Given exercise -> Keep the pictures out and restate every record exactly.

Information provided ->
■ ■ ■
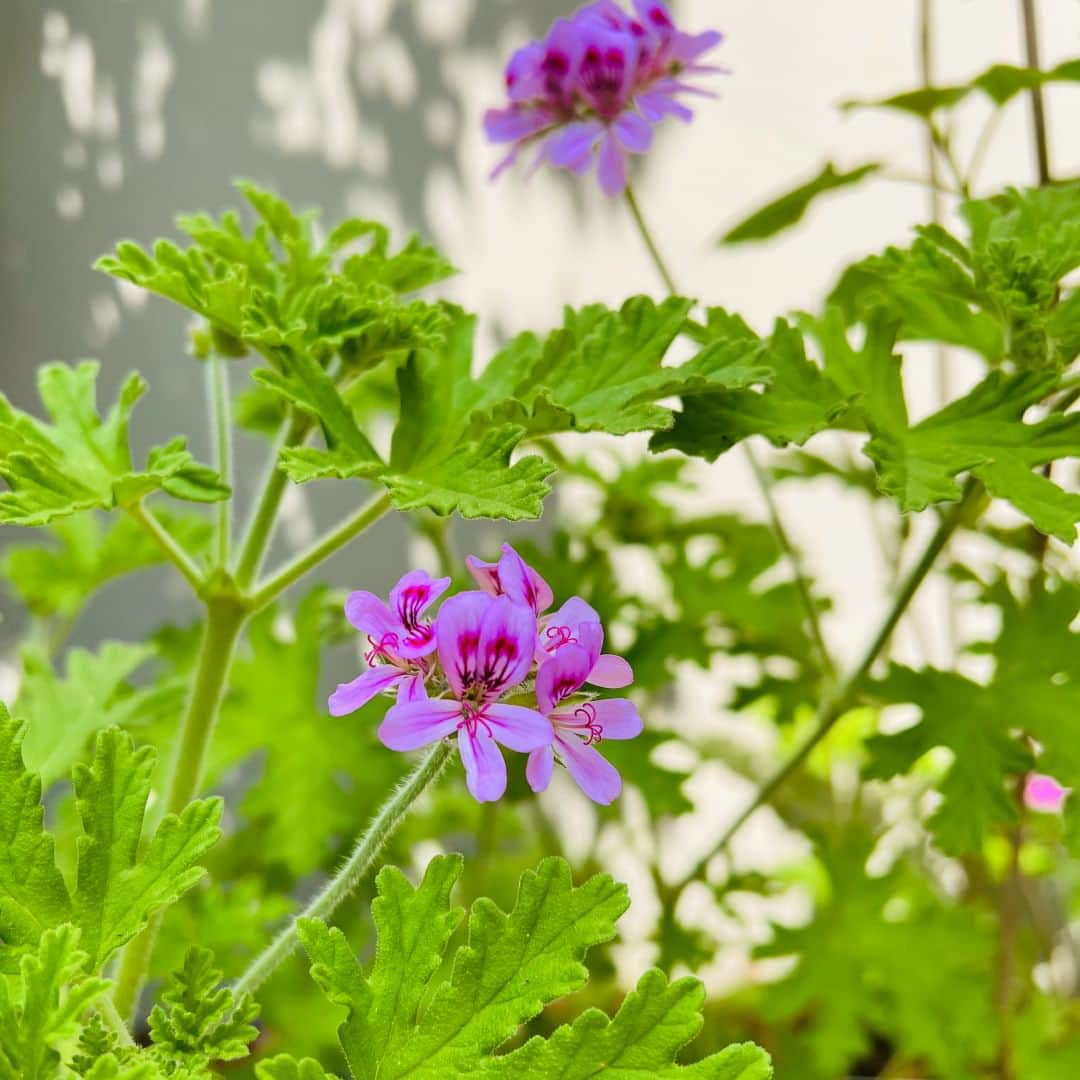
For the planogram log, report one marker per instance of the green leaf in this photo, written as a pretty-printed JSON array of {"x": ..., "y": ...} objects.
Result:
[
  {"x": 284, "y": 1067},
  {"x": 967, "y": 718},
  {"x": 787, "y": 210},
  {"x": 653, "y": 1023},
  {"x": 32, "y": 894},
  {"x": 82, "y": 461},
  {"x": 511, "y": 967},
  {"x": 62, "y": 713},
  {"x": 89, "y": 553},
  {"x": 117, "y": 887},
  {"x": 41, "y": 1010},
  {"x": 984, "y": 432},
  {"x": 197, "y": 1021},
  {"x": 799, "y": 401}
]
■ ■ ■
Response to the exercise ->
For the planogram log, report one marker per instance of the green leaf in this photo, written as a pretty-printed JSON array of {"x": ..., "y": ...} objects.
Result:
[
  {"x": 284, "y": 1067},
  {"x": 967, "y": 718},
  {"x": 787, "y": 210},
  {"x": 653, "y": 1023},
  {"x": 32, "y": 894},
  {"x": 82, "y": 461},
  {"x": 511, "y": 967},
  {"x": 62, "y": 713},
  {"x": 89, "y": 553},
  {"x": 117, "y": 887},
  {"x": 41, "y": 1010},
  {"x": 984, "y": 432},
  {"x": 197, "y": 1021},
  {"x": 799, "y": 401}
]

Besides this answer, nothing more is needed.